■ **Available records**:
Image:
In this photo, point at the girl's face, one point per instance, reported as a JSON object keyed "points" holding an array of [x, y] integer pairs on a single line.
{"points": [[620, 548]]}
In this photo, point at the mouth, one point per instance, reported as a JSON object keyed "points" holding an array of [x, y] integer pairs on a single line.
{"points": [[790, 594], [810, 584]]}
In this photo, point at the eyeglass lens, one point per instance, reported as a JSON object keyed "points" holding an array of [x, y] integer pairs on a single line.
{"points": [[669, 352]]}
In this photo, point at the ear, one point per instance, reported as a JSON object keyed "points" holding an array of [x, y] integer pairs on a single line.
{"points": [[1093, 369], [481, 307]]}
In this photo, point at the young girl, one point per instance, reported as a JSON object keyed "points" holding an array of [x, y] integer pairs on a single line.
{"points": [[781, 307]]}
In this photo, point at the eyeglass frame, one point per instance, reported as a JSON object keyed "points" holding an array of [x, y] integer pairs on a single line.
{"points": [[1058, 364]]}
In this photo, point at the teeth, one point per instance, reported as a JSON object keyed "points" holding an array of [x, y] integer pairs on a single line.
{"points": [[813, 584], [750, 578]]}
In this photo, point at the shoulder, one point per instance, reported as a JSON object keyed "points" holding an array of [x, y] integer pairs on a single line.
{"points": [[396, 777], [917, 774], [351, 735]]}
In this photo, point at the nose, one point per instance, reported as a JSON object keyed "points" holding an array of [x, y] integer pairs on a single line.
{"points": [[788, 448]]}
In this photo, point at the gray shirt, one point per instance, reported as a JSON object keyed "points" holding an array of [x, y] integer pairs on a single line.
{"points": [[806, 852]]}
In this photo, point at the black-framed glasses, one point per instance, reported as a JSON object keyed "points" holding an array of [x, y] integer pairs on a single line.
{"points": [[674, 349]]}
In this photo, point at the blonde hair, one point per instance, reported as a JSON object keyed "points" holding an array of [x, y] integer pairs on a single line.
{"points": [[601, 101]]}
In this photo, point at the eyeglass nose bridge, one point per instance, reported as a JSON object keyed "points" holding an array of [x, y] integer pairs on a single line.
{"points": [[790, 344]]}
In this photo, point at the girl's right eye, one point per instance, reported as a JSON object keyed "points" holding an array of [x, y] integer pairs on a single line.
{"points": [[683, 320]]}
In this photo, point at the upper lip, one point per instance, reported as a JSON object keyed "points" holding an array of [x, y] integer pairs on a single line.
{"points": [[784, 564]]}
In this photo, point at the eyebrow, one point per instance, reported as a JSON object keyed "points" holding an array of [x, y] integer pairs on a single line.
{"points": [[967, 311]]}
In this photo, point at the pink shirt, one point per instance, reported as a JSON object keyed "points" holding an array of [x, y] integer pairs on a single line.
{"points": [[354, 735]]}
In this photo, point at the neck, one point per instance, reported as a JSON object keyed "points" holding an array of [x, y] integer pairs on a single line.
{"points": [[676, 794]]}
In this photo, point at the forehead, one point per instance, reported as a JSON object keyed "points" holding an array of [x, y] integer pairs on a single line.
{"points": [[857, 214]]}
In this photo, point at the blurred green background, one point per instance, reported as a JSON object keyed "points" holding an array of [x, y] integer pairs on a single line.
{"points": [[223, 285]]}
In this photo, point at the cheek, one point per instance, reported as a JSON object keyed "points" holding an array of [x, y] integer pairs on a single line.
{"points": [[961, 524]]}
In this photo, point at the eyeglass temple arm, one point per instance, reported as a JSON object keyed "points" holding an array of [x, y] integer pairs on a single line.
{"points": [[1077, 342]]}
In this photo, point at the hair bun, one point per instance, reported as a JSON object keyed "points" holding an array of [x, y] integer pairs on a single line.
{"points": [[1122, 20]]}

■ **Problem details**: From the first line to the last, retype the records exactly.

■ **Answer area**:
Image:
In this photo, point at the girl's face, one point per instance, reported as a JSON object keyed "points" holding an array of [x, y] integer pairs on a single line.
{"points": [[620, 548]]}
In this photo, point at the mouth, one point per instance, reported as a JSON object keyed "points" holding an array of [x, y] integer pairs on a single line.
{"points": [[790, 594], [810, 584]]}
In this photo, point at the eyeglass lens, one point per instance, reported as a JSON object keyed "points" holding an array of [x, y] integer pairs on a single line.
{"points": [[669, 352]]}
In this photo, point at the ear, one point per instance, reported as a JSON object keyed "points" holding an array of [x, y] integer pairs on a single line.
{"points": [[1093, 369], [481, 307]]}
In this photo, point at the young girl, one point per instance, reported as a JSON object keyed "points" holding an array of [x, y] integer pairs on a single line.
{"points": [[781, 307]]}
In this photo, point at the eyeglass frame, one point per instance, reported as a JSON object keyed "points" holding an array of [x, y] integer pairs on a single line.
{"points": [[1058, 364]]}
In this photo, point at the teeth, one point per instance, reported as a JSON object keyed "points" holding an array of [x, y] integer pairs on a single line.
{"points": [[813, 584], [750, 578]]}
In this photo, point at the shoulder, one point per instance, reported as a JSON object keyed "points" holding an array of [x, y] integer pairs on a single line.
{"points": [[396, 777], [917, 774], [351, 735]]}
In this photo, point at the nose, one point per instance, reported as a JSON object keyed "points" holding an array of [x, y] integer pairs on a single line.
{"points": [[788, 448]]}
In this photo, point at the gray shirt, one point per instance, reported as a JSON object keyed "points" holding an array of [x, y] integer pairs on a single line.
{"points": [[806, 852]]}
In this photo, point at the black-framed glasses, one point per instance, reported as a JSON object keyed "points" holding an array of [x, y] integer pairs on a single line.
{"points": [[674, 349]]}
In this photo, point at the blonde hair, one point per instance, reported as a JSON object keyed "points" holding an array of [x, y] integer pairs on a single line.
{"points": [[601, 101]]}
In this photo, point at the eyeglass nose bridge, one point per instance, reported as a JSON object keyed "points" holding an array of [x, y] integer pairs on a single line.
{"points": [[790, 344]]}
In this photo, point at the girl's right eye, one point per instance, reported as a JSON object keyed "points" holding an array of [x, y] integer pairs on a single line.
{"points": [[683, 320]]}
In this photo, point at the upper lip, one point per instance, reported as a JSON object keyed "points" holding an array of [x, y] integer pairs on a single line.
{"points": [[784, 564]]}
In this photo, point at the eyebrow, one point per instance, reported as a JSON object keyed "points" holding an array of [x, y] integer pairs on a single line.
{"points": [[967, 311]]}
In this photo, point at the pink shirt, one point per instance, reported as a JSON object keyed "points" holding an array of [x, y] integer pairs on a single line.
{"points": [[354, 735]]}
In this photo, point at the neck, one point per instance, reported as a JSON object keyed "points" holding an array of [x, y] integer pairs on a single line.
{"points": [[676, 794]]}
In this photo, point at the forehead, one point per instance, reported as a JSON object keyed "points" holding an array of [x, y] integer pairs on a single line.
{"points": [[857, 214]]}
In this photo, point at the blurred green background, one point per instance, reported as a JSON object keyed "points" holding an array of [x, y] integer pairs on a single line.
{"points": [[223, 285]]}
In this photo, point at the cheek, one point per instance, reported as a JSON object keyed "points" holding an array of [x, y] integer pairs on a single line.
{"points": [[961, 524]]}
In this photo, point at the eyeglass temple arm, one point per instance, reported as a JSON object keyed "points" holding an array of [x, y] integer pairs on a single line.
{"points": [[1077, 342]]}
In this photo, point at the hair bun, one point per instance, reported as a JSON object keyed "points" holding an array of [x, y] integer pairs on a single line.
{"points": [[1122, 20]]}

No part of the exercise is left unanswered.